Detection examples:
* * *

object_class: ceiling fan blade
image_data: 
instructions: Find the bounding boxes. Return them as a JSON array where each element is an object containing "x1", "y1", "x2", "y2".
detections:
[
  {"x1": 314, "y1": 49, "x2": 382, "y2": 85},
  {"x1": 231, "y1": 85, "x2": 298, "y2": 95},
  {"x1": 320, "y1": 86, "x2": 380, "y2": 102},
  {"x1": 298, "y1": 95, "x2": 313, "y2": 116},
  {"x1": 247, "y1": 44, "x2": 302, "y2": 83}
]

* * *

Reproduce the listing above with "bounding boxes" swapped for "box coordinates" and everything else left unchanged.

object_class: ceiling fan blade
image_data: 
instructions: Find the box coordinates. Return them as a JSON array where each element is an object containing "x1", "y1", "x2", "y2".
detections:
[
  {"x1": 314, "y1": 49, "x2": 382, "y2": 85},
  {"x1": 231, "y1": 85, "x2": 298, "y2": 95},
  {"x1": 320, "y1": 86, "x2": 380, "y2": 102},
  {"x1": 298, "y1": 95, "x2": 313, "y2": 116},
  {"x1": 247, "y1": 44, "x2": 302, "y2": 83}
]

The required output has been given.